# [SOURCE DOCUMENT]
[start]
Bulletin, June/July 2006

Toward Terminology Services: Experiences with a Pilot Web Service Thesaurus Browser

by Douglas Tudhhope and Ceri Binding

Both authors are with the Hypermedia Research Unit at the University of Glamorgan, Wales, United Kingdom. Douglas Tudhope can be reached by email at dstudhope<at>glam.ac.uk. Ceri Binding can be reached at cbinding<at>glam.ac.uk

Dublin Core recommends controlled terminology for the subject of a resource. Knowledge organization systems (KOS), such as classifications, gazetteers, taxonomies and thesauri, provide controlled vocabularies that organize and structure concepts for indexing, classifying, browsing and search. For example, a thesaurus employs a set of standard semantic relationships (ISO 2788, ISO 5964), and major thesauri have a large entry vocabulary of terms considered equivalent for retrieval purposes. Many KOS have been made available for Web-based access. However, they are often not fully integrated into indexing and search systems and the full potential for networked and programmatic access remains untapped.
[end]
# [GOALS]
A: In the thesaurus article, what does Dublin Core recommend for the subject of a resource?
B: Extend the thesaurus article, starting after its final sentence.
The material placed after this point comes from a different source.

# [PROVIDED DATA]
[start]
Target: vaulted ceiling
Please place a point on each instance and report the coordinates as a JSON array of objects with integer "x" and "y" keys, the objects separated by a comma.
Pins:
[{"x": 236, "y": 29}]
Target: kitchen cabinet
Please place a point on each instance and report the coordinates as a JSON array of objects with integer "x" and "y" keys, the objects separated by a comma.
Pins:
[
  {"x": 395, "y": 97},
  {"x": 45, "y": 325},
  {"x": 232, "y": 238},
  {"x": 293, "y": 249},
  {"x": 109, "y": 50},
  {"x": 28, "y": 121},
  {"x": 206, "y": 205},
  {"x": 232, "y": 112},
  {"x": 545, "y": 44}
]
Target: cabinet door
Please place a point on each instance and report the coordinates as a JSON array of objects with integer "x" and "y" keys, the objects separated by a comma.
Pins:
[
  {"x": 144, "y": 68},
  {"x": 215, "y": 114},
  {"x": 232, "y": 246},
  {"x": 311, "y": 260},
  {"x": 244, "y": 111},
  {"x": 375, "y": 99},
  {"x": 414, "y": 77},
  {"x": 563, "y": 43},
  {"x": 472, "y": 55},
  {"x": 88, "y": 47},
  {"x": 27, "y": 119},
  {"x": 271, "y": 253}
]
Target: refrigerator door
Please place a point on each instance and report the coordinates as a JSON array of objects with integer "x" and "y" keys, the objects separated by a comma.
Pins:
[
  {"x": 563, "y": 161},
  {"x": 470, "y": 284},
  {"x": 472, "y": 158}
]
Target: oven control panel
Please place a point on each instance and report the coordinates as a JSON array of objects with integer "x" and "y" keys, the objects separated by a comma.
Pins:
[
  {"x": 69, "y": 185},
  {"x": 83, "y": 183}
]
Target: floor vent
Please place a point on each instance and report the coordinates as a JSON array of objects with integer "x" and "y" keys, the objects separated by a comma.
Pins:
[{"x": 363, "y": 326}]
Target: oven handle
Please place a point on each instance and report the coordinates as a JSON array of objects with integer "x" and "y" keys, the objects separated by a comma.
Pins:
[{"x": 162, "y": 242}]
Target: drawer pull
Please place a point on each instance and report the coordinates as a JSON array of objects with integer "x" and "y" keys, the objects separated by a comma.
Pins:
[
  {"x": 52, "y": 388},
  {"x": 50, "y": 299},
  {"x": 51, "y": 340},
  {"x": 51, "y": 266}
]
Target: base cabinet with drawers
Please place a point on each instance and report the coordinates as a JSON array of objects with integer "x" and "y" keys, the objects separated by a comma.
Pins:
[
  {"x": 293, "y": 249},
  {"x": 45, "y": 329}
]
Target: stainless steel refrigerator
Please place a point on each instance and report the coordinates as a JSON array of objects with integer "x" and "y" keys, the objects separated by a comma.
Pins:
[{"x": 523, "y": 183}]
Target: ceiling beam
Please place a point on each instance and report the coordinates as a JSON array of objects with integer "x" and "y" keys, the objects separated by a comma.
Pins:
[end]
# [RESPONSES BY TASK]
A: Controlled terminology.

B:
The lack of standardized access and interchange formats impedes wider use of KOS resources. We developed a Web demonstrator (www.comp.glam.ac.uk/~FACET/webdemo/) (Binding & Tudhope, 2004) for the FACET project (www.comp.glam.ac.uk/~facet/facetproject.html) (Tudhope et al, In press) that explored thesaurus-based query expansion with the Getty Art and Architecture Thesaurus. A Web demonstrator was implemented via Active Server Pages (ASP) with server-side scripting and compiled server-side components for database access, and cascading style sheets for presentation. The browser-based interactive interface permits dynamic control of query term expansion (Figure 1). However, being based on a custom thesaurus representation and API, the techniques cannot be applied directly to thesauri in other formats on the Web.

General programmatic access requires commonly agreed protocols, for example, building on Web and Grid services. The development of common KOS representation formats and service protocols are closely linked. Linda Hill and colleagues argued in 2002 for a general KOS service protocol from which protocols for specific types of KOS can be derived. Thus, in the future, a combination of thesaurus and query protocols might permit a thesaurus to be used with a choice of search tools on various kinds of databases.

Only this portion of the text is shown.